## Required action
What you give back must match the data character for character.

Records excerpted from a collection

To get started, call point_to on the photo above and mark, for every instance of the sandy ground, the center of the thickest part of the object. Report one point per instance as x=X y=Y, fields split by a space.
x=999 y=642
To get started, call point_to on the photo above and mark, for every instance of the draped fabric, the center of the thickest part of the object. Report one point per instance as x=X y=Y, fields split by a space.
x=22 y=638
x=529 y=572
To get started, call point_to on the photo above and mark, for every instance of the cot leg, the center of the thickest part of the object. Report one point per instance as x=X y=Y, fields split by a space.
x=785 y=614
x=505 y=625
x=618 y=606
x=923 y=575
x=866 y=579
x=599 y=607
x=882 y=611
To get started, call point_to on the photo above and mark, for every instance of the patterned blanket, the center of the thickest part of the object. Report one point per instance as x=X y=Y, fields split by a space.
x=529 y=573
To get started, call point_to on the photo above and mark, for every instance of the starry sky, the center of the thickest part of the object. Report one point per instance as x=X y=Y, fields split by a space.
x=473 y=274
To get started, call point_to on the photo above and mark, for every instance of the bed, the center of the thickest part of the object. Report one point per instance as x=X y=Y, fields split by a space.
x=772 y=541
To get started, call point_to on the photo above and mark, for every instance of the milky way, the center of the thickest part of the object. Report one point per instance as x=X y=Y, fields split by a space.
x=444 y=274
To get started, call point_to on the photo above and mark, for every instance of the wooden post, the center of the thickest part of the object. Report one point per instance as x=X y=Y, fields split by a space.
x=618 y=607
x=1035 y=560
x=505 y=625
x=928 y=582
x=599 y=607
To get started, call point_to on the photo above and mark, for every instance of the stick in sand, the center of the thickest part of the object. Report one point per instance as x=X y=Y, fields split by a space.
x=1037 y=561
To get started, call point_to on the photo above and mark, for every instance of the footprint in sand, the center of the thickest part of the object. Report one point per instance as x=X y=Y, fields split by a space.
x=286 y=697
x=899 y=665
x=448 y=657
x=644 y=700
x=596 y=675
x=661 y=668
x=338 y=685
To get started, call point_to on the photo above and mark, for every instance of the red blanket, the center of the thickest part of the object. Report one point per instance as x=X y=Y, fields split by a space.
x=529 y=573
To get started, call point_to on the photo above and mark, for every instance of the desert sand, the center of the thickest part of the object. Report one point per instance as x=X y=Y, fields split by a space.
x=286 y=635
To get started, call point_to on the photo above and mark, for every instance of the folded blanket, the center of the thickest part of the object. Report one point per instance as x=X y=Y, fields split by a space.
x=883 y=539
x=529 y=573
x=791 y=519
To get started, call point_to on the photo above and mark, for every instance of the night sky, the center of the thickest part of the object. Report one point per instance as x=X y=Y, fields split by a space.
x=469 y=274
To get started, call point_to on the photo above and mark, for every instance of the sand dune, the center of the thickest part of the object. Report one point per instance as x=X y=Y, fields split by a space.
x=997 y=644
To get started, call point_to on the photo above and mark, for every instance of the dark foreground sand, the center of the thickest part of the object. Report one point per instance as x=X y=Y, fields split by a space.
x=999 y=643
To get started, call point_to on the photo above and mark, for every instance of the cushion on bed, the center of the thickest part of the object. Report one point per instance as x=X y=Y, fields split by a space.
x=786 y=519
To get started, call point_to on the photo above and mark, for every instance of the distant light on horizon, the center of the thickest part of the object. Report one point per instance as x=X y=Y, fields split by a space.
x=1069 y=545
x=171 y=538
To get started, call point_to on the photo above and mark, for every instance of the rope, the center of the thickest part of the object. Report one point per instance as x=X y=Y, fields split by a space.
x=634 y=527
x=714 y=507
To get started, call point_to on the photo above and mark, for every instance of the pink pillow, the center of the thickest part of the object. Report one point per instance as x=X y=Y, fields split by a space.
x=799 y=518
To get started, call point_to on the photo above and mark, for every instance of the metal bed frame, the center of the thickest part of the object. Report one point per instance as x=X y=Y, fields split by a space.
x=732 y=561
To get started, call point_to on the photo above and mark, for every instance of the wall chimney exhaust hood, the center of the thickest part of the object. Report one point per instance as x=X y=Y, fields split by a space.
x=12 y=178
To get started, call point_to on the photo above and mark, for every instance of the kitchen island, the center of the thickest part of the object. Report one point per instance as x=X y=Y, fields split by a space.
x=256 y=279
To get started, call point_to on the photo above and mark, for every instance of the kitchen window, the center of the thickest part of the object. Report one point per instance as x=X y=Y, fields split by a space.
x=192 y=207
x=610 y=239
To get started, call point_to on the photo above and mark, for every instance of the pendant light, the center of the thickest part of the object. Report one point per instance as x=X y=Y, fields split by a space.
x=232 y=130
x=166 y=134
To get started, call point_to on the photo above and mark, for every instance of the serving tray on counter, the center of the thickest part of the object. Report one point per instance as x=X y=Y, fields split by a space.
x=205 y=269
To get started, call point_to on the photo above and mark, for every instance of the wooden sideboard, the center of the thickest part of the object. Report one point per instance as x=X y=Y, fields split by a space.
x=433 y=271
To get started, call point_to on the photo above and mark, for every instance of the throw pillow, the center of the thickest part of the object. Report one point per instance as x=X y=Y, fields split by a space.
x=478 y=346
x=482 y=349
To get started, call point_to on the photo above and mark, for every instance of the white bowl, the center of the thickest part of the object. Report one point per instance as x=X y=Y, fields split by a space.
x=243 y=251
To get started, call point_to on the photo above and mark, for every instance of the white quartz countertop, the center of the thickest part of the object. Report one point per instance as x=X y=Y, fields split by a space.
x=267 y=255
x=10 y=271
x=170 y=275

## Solved exercise
To get started, call point_to on the photo above and mark, for every instance of the sandy ground, the center of the thickest part of the object. Report one point per instance as x=X y=Y, fields split by a space.
x=999 y=642
To get started, call point_to on the photo above and mark, for every instance of the draped fabric, the center of the thickest part of the object. Report one point per instance as x=X y=Y, fields split by a space.
x=22 y=638
x=529 y=572
To get started, call point_to on the photo above and mark, for every instance of the cot leg, the center of the thickest part of the object. Report one point per instance as x=X y=Y, fields split by a space.
x=785 y=614
x=505 y=625
x=618 y=606
x=923 y=575
x=866 y=579
x=599 y=607
x=882 y=611
To get started, call point_to on the photo above and mark, for every instance of the patterned blanket, the center of the thickest part of the object. Report one point per instance as x=X y=Y, fields split by a space.
x=529 y=573
To get started, call point_to on the photo above and mark, for every instance of the starry sky, the center of the thickest part of the object. Report one point per instance as x=X y=Y, fields split by a space.
x=473 y=274
To get started, call point_to on the photo above and mark, for every instance of the bed, the center of the thickest part of the object. Report one point per instance as x=X y=Y, fields split by a space.
x=772 y=541
To get started, call point_to on the photo above and mark, for every instance of the milky way, the center of the thickest part of the object. Report one point per instance as x=X y=Y, fields split by a space.
x=444 y=274
To get started, call point_to on the photo above and mark, for every instance of the wooden post, the center of the thickest part of the object. Report one point per instance as x=X y=Y, fields split by a space.
x=618 y=607
x=1035 y=560
x=505 y=625
x=928 y=582
x=599 y=607
To get started, call point_to on the photo above and mark, for every instance of the stick in sand, the center of the thickest part of the object. Report one point per instance as x=X y=Y, fields split by a space.
x=1037 y=561
To get started, call point_to on the photo above and mark, for every instance of the footprint in sand, the center of the thickest part of the object. Report one point per instance as x=X y=Y, fields split by a space.
x=286 y=697
x=899 y=665
x=448 y=657
x=644 y=700
x=596 y=675
x=661 y=668
x=338 y=685
To get started, call point_to on the photo above and mark, for every instance of the red blanket, the center of the thickest part of the object. Report one point per instance as x=X y=Y, fields split by a space.
x=529 y=573
To get started, call point_to on the photo above and mark, for every instance of the desert sand, the center of the thickest part of the object. Report one point per instance as x=X y=Y, fields split by a space.
x=286 y=635
To get started, call point_to on the photo above and mark, for every instance of the folded blanket, the center of the thickest part of the object. Report one point per instance as x=X y=Y, fields split by a space.
x=883 y=539
x=529 y=573
x=791 y=519
To get started, call point_to on the photo above and mark, for every instance of the night sky, the center of the thickest part of the object. Report one point per instance as x=X y=Y, fields split by a space.
x=469 y=274
To get started, call point_to on the photo above and mark, for every instance of the sand dune, the center of the thickest part of the object. Report one point per instance as x=X y=Y, fields split by a space.
x=997 y=644
To get started, call point_to on the photo above and mark, for every instance of the dark foreground sand, the center of the thickest part of the object. Report one point per instance as x=X y=Y, fields split by a space.
x=999 y=643
To get started, call point_to on the photo above and mark, for every instance of the cushion on bed, the center of the thickest part of the object. Report one point per instance as x=X y=Y, fields split by a space.
x=786 y=519
To get started, call point_to on the photo above and mark, for every instance of the distant light on horizon, the center of the thickest part of the object. Report one point per instance as x=X y=Y, fields split by a space.
x=1069 y=545
x=171 y=538
To get started, call point_to on the photo above and mark, for every instance of the rope, the center of the thickest part of the object. Report one point per instance as x=X y=Y, fields split by a space.
x=634 y=527
x=714 y=507
To get started, call point_to on the photo above and mark, for every instance of the pink pillow, the center of the thickest part of the object. Report one point per instance as x=X y=Y, fields split by a space.
x=799 y=518
To get started, call point_to on the photo above and mark, for every instance of the metal bed frame, the center of the thickest part of the object. Report one point per instance as x=X y=Y, fields split by a space.
x=732 y=561
To get started, call point_to on the photo above and mark, for every instance of the wall chimney exhaust hood, the center of the thickest part of the object. Report one point per instance as x=X y=Y, fields split by a space.
x=12 y=178
To get started, call point_to on the photo above and mark, for every instance of the kitchen island, the center of the thickest part of the object. Report one point per instance as x=X y=Y, fields split by a space.
x=256 y=279
To get started, call point_to on the photo above and mark, for every instance of the kitchen window, the center of the thickest part of the object. Report one point per instance as x=X y=Y, fields split by a space.
x=192 y=207
x=610 y=239
To get started, call point_to on the photo above and mark, for every instance of the pendant light, the center of the thickest part of the object. Report one point per instance as x=X y=Y, fields split by a space.
x=232 y=130
x=166 y=134
To get started, call point_to on the photo above and mark, for every instance of the serving tray on counter, the center of the thickest part of the object. Report one point per instance as x=X y=Y, fields split by a space.
x=205 y=269
To get started, call point_to on the photo above and mark, for every instance of the wooden sideboard, the center of the thickest part of the object. Report one point per instance as x=X y=Y, fields split by a space.
x=433 y=271
To get started, call point_to on the photo above and mark, for every instance of the throw pillow, the center of the thickest part of the object. Report one point per instance as x=X y=Y, fields split by a space.
x=478 y=346
x=482 y=349
To get started, call point_to on the photo above and mark, for every instance of the white bowl, the center of the thickest part of the object. Report one point per instance as x=X y=Y, fields split by a space.
x=243 y=251
To get started, call point_to on the photo above and mark, for every instance of the white quartz countertop, the center of the thickest part of the object. Report one point per instance as x=X y=Y, fields split by a space.
x=267 y=255
x=10 y=271
x=170 y=275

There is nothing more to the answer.